# Directions
#1 Answer these questions using the passage on who should not adopt, each on its own line:
(a) What excuse did Pickle give for drawing on the banisters?
(b) What does Pickle love being smeared in from head to foot?
(c) What shapes and sizes do the surprises come in?
#2 Summarize the passage on who should not adopt in two sentences.

# Provided passage

Adoption isn’t for everyone. Time for the barefaced truth (of sorts)!:
You should NOT adopt:
- If you’re a house-proud clean freak who values walls, doors, radiator covers, windows, small terrified pets. Pickle once drew on my white-painted banisters with the puerile excuse of: ‘It was by accident’. It was one hell of a multi-coloured, Pablo-shaming, accident.
- If you have an aversion to all things mucky. Pickle eats mud. He loves being smeared from head to spade-sized foot in mud. He adores hog-rolling around in the mud, jumping in the deepest and muddiest of muddy puddles, preferably just as a random stranger is about to walk past. I won’t get into the recent Peppa Pig debate but, without doubt, that porcine swine needs to take a long hard look at her snout.
- If you don’t like surprises. Every day is a surprise in adoption. The surprises come in all shapes and sizes. Bruise-shaped. Tantrum-sized. Don’t believe for one minute that the miniature man-mountain bulldozing towards you has his arms open for a cuddle. Oh no, he’s going in for the kill.

# Material provided
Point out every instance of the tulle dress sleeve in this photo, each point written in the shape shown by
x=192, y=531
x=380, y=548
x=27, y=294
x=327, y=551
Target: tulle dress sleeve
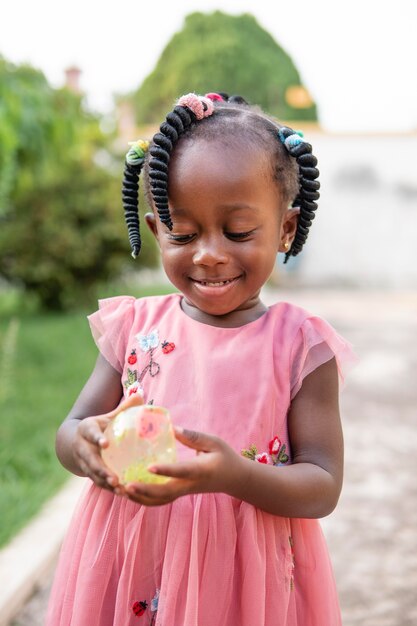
x=316, y=343
x=111, y=326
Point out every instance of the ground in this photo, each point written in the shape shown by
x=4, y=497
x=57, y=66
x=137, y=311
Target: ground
x=372, y=533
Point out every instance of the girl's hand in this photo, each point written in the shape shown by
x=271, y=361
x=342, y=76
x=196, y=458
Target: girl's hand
x=89, y=441
x=216, y=468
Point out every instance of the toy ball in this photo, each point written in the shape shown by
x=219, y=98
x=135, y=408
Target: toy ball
x=138, y=437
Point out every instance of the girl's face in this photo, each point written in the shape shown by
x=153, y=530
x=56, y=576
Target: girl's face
x=228, y=225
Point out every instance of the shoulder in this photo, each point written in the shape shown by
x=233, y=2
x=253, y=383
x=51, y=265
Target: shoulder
x=129, y=306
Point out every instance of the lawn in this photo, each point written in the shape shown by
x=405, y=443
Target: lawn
x=44, y=361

# Solution list
#1
(a) 'It was by accident'.
(b) Mud.
(c) Bruise-shaped and tantrum-sized.

#2 The passage states that adoption isn't for everyone and lists who should not adopt: house-proud people who value their walls and doors, people averse to all things mucky, and people who don't like surprises. Pickle illustrates each point: he once drew on white-painted banisters, he loves rolling and jumping in mud, and he makes every day a surprise, sometimes bruise-shaped or tantrum-sized.